*TASK DETAILS*. In the commentary below on late-night hosts mocking the FDA, why does the writer argue that Nate Silver's doubts about the Johnson & Johnson decision matter, even if he is not an expert? Answer in one to three sentences.

*SUPPLIED PASSAGE*.
● ● ● ● ●

The Corner

Health Care

The Late-Night Hosts Turn against the FDA

Stephen Colbert inside the White House press-briefing room, July 27, 2007 (Larry Downing/Reuters)

The fact that late-night comedy hosts are making fun of the U.S. Food and Drug Administration for halting the use of the Johnson & Johnson vaccine over rare cases of blood clots feels like a turning point in the public discussion of the pandemic and risks. For the most part, Trevor Noah, Jimmy Fallon, Jimmy Kimmel and the rest have happily repeated and emphasized the official pandemic guidance and celebrated the likes of Dr. Fauci. These hosts are not going to go out of their way to mock the Biden administration or make the new administration look foolish.

But when Stephen Colbert jokes that the odds of getting blood clots from the Johnson & Johnson vaccine are “slightly better odds than you have of getting to visit Willy Wonka’s Fantabulous Chocolate Factory” and Noah scoffs, “you’re more likely to get struck by lightning 10 times,” it is a sign that these hosts believe their audiences will see the FDA decision as self-evidently ridiculous and something to laugh at, instead of dutifully echoing to their audiences.

And there’s another indicator that this particular FDA decision is going to cause the administration a lot more trouble than usual, in former Biden pandemic advisor Dr. Celine Gounder dismissing the public worries of Nate Silver: “He is not an expert on the psychology of vaccine confidence. He is a poll aggregator and political pundit.”

Okay, but even if that’s true, Nate Silver is not a knee-jerk skeptic of the FDA or critic of the Biden administration. If he’s saying a particular decision doesn’t make sense to him, he’s not doing it because he’s got an axe to grind. If a decision seems bafflingly wrongheaded to Silver, it’s probably going to look that way to a lot of other people, too. Sure, Silver probably doesn’t know as much about vaccines as Gounder does. But the overwhelming majority of Americans aren’t experts on the psychology of vaccine confidence, either. They’re going to see the FDA flipping back and forth on the safety of the J&J vaccine and some people will conclude that vaccine isn’t worth the risk.

● ● ● ● ●

*EXTRACTED DATA*.

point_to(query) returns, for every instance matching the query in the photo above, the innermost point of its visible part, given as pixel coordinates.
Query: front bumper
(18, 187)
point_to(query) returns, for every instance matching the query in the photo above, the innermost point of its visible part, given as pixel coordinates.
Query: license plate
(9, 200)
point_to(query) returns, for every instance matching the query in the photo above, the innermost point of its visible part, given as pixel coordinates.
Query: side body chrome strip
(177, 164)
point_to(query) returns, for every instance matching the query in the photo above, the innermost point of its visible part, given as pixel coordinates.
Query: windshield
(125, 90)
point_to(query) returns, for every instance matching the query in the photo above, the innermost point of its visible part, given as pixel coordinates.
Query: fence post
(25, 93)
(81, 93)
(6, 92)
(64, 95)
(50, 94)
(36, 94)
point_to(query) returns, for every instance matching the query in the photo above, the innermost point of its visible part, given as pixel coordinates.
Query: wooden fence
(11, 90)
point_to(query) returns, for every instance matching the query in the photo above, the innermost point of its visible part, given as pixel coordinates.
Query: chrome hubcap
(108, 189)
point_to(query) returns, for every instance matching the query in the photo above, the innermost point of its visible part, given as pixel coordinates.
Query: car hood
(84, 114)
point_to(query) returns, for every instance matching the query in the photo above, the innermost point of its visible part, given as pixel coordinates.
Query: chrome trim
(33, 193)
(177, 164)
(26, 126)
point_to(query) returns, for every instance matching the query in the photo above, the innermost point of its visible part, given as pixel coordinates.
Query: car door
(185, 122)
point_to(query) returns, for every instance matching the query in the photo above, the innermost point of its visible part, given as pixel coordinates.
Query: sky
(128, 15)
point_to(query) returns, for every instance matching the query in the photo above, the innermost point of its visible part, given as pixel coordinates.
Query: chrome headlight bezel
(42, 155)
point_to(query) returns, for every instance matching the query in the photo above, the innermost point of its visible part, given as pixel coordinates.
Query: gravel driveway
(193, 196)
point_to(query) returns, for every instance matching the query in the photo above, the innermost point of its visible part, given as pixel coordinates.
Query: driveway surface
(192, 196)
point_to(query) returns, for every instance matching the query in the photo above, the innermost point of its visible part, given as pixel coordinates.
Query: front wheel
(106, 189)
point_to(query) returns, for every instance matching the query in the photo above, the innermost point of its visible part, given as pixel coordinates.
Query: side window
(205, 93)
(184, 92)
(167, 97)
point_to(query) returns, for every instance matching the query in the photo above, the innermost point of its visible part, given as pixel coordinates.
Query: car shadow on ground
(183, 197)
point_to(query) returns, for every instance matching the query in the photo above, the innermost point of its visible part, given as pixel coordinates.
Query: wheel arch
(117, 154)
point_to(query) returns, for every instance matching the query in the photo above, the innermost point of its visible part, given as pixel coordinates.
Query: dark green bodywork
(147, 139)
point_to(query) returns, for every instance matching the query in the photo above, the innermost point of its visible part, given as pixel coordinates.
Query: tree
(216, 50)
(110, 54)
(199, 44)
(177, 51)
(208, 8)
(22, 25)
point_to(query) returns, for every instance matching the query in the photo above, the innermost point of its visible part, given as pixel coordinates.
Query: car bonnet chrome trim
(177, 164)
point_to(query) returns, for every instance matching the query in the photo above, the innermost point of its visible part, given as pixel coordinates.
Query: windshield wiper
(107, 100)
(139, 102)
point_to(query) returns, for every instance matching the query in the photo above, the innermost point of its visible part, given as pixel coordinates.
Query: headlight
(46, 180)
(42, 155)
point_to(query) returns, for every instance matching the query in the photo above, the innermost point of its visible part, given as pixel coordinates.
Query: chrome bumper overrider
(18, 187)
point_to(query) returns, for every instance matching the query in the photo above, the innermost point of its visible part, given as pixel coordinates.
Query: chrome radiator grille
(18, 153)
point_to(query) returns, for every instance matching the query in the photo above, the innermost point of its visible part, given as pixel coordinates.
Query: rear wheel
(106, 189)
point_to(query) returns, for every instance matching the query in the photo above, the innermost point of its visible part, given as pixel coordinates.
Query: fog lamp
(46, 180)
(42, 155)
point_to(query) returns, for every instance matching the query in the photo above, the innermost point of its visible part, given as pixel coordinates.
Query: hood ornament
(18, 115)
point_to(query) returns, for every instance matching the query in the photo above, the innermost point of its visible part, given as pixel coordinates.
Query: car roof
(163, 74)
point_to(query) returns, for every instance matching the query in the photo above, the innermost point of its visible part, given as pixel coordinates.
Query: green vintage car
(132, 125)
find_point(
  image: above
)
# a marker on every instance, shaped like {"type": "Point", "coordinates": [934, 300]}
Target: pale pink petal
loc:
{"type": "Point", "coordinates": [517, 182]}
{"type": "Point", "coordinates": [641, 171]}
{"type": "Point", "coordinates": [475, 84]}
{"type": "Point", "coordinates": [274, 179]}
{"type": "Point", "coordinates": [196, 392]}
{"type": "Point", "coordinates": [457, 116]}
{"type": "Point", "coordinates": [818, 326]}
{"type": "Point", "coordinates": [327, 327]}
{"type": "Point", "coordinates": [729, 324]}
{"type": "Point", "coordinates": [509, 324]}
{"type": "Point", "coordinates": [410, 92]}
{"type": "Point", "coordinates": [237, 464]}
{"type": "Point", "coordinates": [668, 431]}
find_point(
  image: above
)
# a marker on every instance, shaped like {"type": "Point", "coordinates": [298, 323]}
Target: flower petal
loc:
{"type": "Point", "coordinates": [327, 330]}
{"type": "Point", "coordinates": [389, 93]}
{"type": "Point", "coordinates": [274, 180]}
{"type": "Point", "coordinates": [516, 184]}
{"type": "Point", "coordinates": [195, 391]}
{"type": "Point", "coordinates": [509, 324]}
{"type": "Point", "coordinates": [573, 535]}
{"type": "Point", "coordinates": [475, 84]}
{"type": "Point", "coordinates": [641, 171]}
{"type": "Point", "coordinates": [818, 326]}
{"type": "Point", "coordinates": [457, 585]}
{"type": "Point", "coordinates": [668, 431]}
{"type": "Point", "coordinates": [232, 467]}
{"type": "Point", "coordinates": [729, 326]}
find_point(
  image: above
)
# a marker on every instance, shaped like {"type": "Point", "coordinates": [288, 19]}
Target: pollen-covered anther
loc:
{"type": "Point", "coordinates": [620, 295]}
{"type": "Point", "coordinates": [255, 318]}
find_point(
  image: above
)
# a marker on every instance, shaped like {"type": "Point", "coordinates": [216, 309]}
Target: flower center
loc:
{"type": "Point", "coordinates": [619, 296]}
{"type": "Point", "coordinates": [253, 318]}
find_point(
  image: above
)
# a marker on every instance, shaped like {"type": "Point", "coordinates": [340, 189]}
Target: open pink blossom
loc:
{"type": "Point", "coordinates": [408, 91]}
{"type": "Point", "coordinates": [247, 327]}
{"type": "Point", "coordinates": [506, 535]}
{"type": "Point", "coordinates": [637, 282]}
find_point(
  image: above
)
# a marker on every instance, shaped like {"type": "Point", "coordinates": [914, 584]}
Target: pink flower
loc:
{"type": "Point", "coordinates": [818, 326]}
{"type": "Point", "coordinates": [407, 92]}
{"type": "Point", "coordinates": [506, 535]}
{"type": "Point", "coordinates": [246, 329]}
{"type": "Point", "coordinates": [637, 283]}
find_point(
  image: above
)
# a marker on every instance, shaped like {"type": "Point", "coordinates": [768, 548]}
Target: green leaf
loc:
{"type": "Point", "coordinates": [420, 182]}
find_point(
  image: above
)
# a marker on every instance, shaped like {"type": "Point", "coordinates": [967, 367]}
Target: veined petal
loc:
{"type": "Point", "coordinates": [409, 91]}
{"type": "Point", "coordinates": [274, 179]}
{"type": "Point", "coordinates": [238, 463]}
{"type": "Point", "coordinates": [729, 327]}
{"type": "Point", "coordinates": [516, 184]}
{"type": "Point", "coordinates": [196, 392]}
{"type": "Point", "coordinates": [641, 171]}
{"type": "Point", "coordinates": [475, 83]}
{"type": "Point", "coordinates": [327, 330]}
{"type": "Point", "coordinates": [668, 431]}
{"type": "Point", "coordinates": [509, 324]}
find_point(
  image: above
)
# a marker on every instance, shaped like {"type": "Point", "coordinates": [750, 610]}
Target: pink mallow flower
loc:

● ● ● ● ●

*RESULT FOR THIS EXERCISE*. Silver is not a knee-jerk skeptic of the FDA or a critic of the Biden administration, so his doubts do not come from an axe to grind. If the decision seems bafflingly wrongheaded to him, it will probably look that way to many other people too, since most Americans are not experts on the psychology of vaccine confidence either.